***** Working data

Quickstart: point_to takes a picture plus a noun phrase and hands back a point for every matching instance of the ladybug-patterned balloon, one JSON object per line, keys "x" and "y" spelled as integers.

**********
***** Working data

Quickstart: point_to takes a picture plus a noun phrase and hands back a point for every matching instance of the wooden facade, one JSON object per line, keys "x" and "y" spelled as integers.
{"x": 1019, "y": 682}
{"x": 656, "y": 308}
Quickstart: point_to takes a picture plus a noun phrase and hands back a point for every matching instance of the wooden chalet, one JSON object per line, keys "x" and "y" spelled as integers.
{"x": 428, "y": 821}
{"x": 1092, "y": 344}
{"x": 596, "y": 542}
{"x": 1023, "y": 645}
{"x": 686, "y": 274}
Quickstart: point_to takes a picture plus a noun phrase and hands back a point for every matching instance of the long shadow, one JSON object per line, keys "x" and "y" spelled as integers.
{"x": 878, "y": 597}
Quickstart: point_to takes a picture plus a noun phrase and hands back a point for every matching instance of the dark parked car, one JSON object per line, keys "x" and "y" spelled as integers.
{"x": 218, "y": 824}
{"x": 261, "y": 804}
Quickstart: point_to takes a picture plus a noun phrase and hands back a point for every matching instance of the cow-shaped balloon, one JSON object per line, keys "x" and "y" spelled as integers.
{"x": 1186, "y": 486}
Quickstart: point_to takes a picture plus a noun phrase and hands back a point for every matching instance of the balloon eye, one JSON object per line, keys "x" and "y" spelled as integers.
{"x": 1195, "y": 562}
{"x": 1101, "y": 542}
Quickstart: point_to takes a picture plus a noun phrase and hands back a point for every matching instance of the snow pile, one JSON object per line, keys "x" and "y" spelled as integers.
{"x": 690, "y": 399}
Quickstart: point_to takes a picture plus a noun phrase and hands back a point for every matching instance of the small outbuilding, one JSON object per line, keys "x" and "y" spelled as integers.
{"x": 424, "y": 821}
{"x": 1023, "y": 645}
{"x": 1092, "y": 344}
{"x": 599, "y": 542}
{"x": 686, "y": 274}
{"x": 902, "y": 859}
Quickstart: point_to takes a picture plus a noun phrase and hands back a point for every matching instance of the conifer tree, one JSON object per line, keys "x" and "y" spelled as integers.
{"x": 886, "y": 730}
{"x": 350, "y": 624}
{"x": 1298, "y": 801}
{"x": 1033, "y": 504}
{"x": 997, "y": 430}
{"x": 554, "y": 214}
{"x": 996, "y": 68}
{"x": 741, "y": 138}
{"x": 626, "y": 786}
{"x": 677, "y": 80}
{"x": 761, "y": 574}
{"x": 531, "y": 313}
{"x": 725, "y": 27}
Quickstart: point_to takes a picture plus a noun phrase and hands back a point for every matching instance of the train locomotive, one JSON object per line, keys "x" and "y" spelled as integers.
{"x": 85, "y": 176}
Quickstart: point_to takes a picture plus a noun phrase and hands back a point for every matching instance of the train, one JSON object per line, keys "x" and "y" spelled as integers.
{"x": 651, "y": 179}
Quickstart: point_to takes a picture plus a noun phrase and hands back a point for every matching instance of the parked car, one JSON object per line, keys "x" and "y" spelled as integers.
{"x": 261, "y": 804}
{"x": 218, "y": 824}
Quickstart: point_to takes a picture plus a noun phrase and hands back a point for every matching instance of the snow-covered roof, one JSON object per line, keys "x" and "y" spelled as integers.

**********

* _What to produce_: Pull out every line in the entries above that contains the word "ladybug", and copy each such line in full.

* _Written solution_:
Quickstart: point_to takes a picture plus a noun phrase and hands back a point for every matching instance of the ladybug-patterned balloon, one JSON object per line, keys "x" and "y" spelled as integers.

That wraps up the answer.